═══ TESTO DA ESAMINARE

Ariano Irpino, tragedia in carcere: detenuto si toglie la vita

Prima la folle scelta di aggredire cinque poliziotti penitenziari dopo una giornata in cui si era reso protagonista di atti di violenza contro persone e cose; poi, quella di togliersi la vita nel carcere, dopo avere danneggiato la porta della cella ed impedire i soccorsi. E’ avvenuto nel carcere di Ariano Irpino.

“A nulla sono valsi di tentativi di salvarlo da parte del Personale di Polizia e di quello sanitario”, informano Tiziana Guacci e Marcello Bosco, rispettivamente segretari regionale e locale generale del Sindacato Autonomo Polizia Penitenziaria. “Il detenuto è italiano, è lo stesso che il giorno prima si era barricato in stanza e aggredito 5 colleghi. Ieri ha dato nuovamente in escandescenza tutta la giornata, sbattendo continuamente e rompendo tutti le suppellettili della stanza e danneggiando la serratura. Alla sera, verso le 20:40, con l’elastico degli slip si è tolto la vita appendendosi alla finestra. I poliziotti hanno cercato in tutti i modi di salvarlo, ma hanno avuto difficoltà nell’aprire la cella a causa del danneggiamento della serratura. La cella è poi stata aperta con l’aiuto di un altro detenuto. Dopo ciò è intervenuto il medico di turno per i primi soccorsi e il 118 che ne ha constatato il decesso. Siamo costernati ed affranti: un detenuto che si toglie la vita in carcere è una sconfitta per lo Stato e per tutti noi che lavoriamo in prima linea”.

══════

[ESERCIZIO]
Riprendi l'articolo sul detenuto morto nel carcere di Ariano Irpino, proseguendolo subito dopo l'ultima frase della dichiarazione del sindacato.

═══ VOCI FORNITE

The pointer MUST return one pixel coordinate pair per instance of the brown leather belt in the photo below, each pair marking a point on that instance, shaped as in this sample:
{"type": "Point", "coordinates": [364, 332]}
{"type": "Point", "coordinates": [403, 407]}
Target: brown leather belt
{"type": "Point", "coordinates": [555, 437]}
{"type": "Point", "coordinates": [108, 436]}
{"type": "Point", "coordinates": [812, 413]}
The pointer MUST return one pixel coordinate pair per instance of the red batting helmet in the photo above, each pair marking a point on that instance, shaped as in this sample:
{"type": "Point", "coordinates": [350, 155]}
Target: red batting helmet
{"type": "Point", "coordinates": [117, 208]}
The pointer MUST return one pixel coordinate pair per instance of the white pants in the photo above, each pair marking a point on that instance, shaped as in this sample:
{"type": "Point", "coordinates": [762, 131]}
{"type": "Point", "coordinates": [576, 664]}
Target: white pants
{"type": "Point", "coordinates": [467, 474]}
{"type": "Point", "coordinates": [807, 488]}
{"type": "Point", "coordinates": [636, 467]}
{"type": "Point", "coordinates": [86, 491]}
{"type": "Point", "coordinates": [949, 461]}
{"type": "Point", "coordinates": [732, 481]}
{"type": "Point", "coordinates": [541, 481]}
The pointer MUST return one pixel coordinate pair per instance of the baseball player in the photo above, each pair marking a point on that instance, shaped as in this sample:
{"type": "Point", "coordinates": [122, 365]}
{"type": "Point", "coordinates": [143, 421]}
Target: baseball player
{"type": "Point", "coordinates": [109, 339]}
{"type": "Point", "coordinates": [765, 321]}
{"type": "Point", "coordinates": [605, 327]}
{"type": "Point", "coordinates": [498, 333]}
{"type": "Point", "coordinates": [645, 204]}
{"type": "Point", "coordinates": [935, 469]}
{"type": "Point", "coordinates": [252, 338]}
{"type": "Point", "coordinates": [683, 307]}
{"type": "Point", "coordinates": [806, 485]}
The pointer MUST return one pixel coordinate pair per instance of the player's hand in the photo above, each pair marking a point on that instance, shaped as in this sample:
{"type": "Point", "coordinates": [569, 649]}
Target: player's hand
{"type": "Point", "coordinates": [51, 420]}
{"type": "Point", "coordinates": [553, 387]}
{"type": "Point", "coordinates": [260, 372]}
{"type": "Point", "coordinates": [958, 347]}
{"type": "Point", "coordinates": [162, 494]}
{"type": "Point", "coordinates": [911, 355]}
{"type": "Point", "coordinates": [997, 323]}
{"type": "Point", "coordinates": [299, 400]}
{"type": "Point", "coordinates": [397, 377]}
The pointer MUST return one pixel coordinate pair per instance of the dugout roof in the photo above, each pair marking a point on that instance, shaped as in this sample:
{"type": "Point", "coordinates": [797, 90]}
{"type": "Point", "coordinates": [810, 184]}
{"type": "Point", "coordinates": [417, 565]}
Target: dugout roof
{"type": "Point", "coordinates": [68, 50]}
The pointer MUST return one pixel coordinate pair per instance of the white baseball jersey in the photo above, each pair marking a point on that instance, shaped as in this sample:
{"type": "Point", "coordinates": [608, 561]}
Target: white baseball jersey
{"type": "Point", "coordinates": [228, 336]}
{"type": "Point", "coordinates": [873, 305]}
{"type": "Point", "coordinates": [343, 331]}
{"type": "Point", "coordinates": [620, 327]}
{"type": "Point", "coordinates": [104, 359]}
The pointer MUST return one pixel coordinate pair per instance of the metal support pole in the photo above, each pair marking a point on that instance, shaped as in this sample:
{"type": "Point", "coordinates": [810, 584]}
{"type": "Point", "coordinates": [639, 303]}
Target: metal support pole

══════

[LA TUA RISPOSTA]
Per il Segretario Generale Donato Copece, si rendono sempre più necessari gli invocati interventi urgenti suggeriti dal SAPPE per fronteggiare la costante situazione di tensione che si vive nelle carceri italiane: ““Si potrebbe ipotizzare un nuovo sistema penitenziario articolato su tre livelli”: “il primo, per i reati meno gravi con una pena detentiva non superiore ai 3 anni, caratterizzato da pene alternative al carcere, quale è l’istituto della “messa alla prova”; il secondo livello è quello che riguarda le pene detentive superiori ai 3 anni, che inevitabilmente dovranno essere espiate in carcere, ma in istituti molto meno affollati per lo sgravio conseguente all’operatività del primo livello e per una notevole riduzione dell’utilizzo della custodia cautelare. Il terzo livello, infine, è quello della massima sicurezza, in cui il contenimento in carcere è l’obiettivo prioritario”, conclude il leader del SAPPE. “Nell’ambito delle prospettive future occorre dunque che lo Stato, pur mantenendo la rilevanza penale, indichi le condotte per le quali non è necessario il carcere, ipotizzando sanzioni diverse, ridisegnando in un certo senso l’intero sistema, anche perché il sovraffollamento impedisce di fatto la separazione dei detenuti. E la Polizia penitenziaria, che riteniamo debba connotarsi sempre più come Polizia dell’esecuzione penale oltreché di prevenzione e di sicurezza per i compiti istituzionali ad essa affidati dall’ordinamento, è sicuramente quella propriamente deputata al controllo dei soggetti ammessi alle misure alternative”.